▶ [EXERCISE OBJECTIVE] In the stretch from the line containing "Task: kindly identify the blurred leaf" through the end of the lines, change "blurred" to "hazy" and write out that stretch with nothing else altered.

-------

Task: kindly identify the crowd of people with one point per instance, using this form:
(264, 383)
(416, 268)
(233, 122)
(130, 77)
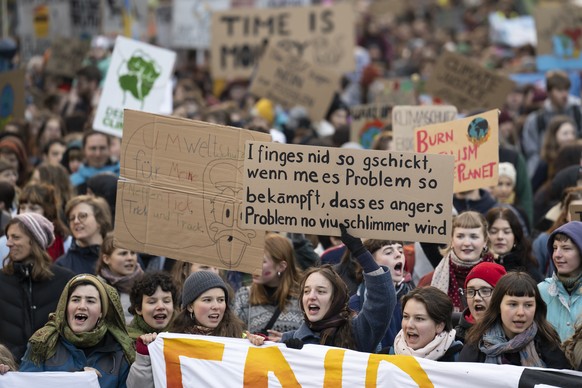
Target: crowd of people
(506, 289)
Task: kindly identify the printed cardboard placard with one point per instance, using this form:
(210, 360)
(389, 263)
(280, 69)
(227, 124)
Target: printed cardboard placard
(558, 29)
(466, 84)
(289, 80)
(180, 192)
(376, 194)
(67, 55)
(191, 21)
(368, 121)
(474, 143)
(12, 96)
(394, 91)
(136, 79)
(322, 35)
(406, 118)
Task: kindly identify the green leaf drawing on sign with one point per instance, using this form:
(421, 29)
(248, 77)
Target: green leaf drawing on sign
(140, 75)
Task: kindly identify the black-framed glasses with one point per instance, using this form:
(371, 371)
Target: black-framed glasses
(484, 292)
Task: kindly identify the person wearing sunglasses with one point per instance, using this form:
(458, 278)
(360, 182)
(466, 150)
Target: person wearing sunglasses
(479, 286)
(89, 221)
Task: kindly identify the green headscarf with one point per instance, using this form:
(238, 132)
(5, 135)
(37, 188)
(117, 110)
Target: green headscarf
(43, 342)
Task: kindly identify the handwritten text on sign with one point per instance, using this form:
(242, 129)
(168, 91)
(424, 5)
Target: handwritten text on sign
(378, 194)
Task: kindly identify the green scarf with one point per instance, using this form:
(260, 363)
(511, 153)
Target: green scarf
(43, 343)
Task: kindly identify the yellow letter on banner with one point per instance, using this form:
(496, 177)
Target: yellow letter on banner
(176, 347)
(408, 364)
(261, 361)
(332, 364)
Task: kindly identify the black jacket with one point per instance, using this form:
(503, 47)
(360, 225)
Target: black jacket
(25, 305)
(550, 354)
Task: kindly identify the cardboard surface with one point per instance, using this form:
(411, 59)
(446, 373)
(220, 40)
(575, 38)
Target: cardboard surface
(558, 31)
(191, 21)
(464, 83)
(368, 121)
(136, 79)
(67, 56)
(322, 35)
(180, 192)
(378, 194)
(474, 143)
(289, 80)
(407, 117)
(12, 96)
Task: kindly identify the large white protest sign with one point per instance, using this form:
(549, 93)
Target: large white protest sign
(136, 79)
(181, 360)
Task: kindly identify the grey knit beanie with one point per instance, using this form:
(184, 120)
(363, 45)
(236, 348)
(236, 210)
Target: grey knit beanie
(200, 282)
(41, 228)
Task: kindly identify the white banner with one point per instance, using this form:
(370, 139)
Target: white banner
(49, 379)
(180, 360)
(137, 79)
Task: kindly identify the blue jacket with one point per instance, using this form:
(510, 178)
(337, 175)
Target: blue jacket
(107, 358)
(369, 326)
(563, 308)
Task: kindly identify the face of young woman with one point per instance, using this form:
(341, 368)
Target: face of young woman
(502, 237)
(392, 256)
(84, 226)
(478, 303)
(468, 243)
(418, 327)
(517, 314)
(209, 307)
(83, 308)
(18, 243)
(317, 296)
(566, 258)
(157, 309)
(270, 273)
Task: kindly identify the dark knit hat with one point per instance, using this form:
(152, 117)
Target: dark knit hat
(573, 230)
(489, 272)
(200, 282)
(41, 228)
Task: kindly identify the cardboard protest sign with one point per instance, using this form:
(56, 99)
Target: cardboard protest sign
(474, 143)
(11, 96)
(191, 22)
(136, 79)
(322, 35)
(368, 121)
(377, 194)
(289, 80)
(466, 84)
(67, 55)
(394, 91)
(406, 118)
(180, 192)
(39, 22)
(559, 34)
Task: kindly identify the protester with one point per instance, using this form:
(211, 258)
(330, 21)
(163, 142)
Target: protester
(205, 311)
(479, 286)
(514, 329)
(563, 291)
(119, 268)
(86, 332)
(270, 305)
(427, 329)
(327, 318)
(29, 284)
(154, 302)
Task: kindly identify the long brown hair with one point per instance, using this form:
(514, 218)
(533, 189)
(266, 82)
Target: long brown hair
(514, 284)
(343, 337)
(41, 269)
(279, 249)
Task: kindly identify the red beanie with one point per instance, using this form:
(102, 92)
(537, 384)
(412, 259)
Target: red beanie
(489, 272)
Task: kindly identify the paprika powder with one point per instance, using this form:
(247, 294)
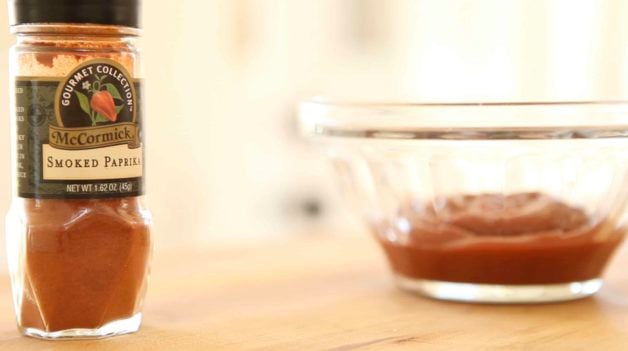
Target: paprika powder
(78, 231)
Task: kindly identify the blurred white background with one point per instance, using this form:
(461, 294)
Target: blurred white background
(225, 161)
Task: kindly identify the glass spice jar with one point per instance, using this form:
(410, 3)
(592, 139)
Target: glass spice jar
(78, 235)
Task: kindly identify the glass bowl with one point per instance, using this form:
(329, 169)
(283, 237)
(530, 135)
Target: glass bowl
(485, 202)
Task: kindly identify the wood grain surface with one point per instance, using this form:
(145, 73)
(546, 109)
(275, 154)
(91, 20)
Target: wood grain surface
(333, 294)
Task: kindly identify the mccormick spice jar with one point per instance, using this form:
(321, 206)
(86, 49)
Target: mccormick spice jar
(78, 229)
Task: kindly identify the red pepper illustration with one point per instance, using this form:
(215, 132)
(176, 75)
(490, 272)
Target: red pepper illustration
(102, 102)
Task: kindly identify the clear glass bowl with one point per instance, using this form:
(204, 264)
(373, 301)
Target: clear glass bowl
(493, 202)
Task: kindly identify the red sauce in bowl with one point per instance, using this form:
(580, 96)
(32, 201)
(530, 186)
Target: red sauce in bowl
(520, 239)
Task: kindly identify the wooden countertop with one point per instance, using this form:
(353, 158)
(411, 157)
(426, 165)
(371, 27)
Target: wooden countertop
(333, 294)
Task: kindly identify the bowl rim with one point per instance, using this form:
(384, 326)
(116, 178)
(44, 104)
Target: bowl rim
(339, 103)
(489, 120)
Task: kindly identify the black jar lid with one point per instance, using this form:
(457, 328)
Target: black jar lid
(107, 12)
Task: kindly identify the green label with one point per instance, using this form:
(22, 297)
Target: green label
(79, 136)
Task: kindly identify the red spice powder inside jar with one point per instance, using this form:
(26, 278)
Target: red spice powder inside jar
(79, 263)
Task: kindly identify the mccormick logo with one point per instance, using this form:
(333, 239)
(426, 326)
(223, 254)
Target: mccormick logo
(95, 106)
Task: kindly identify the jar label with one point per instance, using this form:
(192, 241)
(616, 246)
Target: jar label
(79, 136)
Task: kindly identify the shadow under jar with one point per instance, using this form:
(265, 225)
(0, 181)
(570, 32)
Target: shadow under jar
(495, 202)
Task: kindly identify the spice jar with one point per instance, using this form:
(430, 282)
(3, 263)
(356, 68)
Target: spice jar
(78, 234)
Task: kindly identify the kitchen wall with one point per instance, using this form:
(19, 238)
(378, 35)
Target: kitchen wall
(224, 76)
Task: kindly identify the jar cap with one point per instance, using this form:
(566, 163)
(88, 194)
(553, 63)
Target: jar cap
(107, 12)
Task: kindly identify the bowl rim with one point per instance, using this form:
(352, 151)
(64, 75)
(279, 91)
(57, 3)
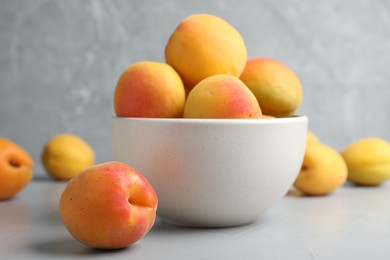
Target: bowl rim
(276, 120)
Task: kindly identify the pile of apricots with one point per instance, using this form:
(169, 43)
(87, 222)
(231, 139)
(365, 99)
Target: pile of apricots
(207, 74)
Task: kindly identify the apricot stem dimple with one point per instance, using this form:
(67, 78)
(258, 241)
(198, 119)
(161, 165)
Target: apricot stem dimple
(14, 163)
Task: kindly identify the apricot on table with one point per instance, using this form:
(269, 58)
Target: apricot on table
(64, 155)
(108, 206)
(323, 170)
(368, 161)
(16, 168)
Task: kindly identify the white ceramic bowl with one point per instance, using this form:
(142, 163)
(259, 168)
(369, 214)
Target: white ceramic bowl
(213, 172)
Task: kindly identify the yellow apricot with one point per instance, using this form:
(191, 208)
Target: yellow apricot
(203, 45)
(368, 161)
(276, 87)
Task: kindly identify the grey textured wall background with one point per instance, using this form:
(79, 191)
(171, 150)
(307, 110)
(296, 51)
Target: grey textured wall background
(60, 60)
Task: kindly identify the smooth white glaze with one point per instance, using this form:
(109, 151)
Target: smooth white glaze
(213, 173)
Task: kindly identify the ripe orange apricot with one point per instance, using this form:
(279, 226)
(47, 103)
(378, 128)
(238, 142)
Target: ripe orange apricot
(16, 167)
(204, 45)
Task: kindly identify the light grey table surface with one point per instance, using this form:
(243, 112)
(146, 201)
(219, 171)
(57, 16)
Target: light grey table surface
(352, 223)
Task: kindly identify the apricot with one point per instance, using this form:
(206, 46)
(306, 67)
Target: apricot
(149, 89)
(311, 138)
(368, 161)
(16, 166)
(323, 170)
(203, 45)
(221, 96)
(276, 87)
(108, 206)
(65, 155)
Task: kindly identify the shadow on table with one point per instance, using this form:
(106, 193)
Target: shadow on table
(67, 246)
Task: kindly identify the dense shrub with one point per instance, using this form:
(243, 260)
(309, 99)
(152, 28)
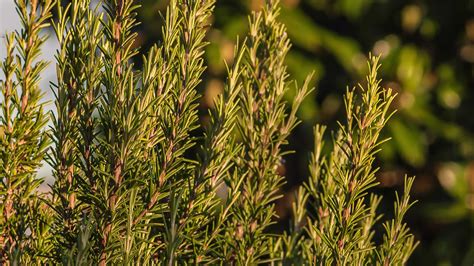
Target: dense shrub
(134, 182)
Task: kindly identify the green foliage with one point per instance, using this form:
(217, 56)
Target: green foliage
(24, 217)
(135, 183)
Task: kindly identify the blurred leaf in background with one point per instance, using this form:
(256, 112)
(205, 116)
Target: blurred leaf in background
(427, 49)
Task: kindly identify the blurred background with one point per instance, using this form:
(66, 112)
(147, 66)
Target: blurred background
(427, 50)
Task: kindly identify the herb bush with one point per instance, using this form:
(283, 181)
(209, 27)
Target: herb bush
(134, 183)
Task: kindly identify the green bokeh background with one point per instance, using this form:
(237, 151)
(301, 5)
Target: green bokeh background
(427, 50)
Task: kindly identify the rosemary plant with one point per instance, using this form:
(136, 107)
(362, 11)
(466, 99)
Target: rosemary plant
(134, 181)
(23, 222)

-------

▶ [RIGHT ANSWER]
Task: kindly identify the hazy leaf in background with one point per instance, using this form:
(256, 112)
(205, 116)
Target: hazy leaf in background
(427, 49)
Task: kindly identify the hazy background with one point per instance, using this form:
(66, 112)
(147, 66)
Target: hazy background
(427, 50)
Task: kindly identify the herb bush with one point per instance, using this form:
(283, 181)
(209, 27)
Target: herb bush
(134, 183)
Task: kindly identify the green bokeh background with one point per instance, using this form:
(237, 151)
(301, 5)
Target: green bokeh background
(427, 50)
Task: kindly identify the rosemary plant with one point per instance, using this form:
(136, 107)
(362, 11)
(466, 99)
Target: rosemary plant
(134, 181)
(23, 222)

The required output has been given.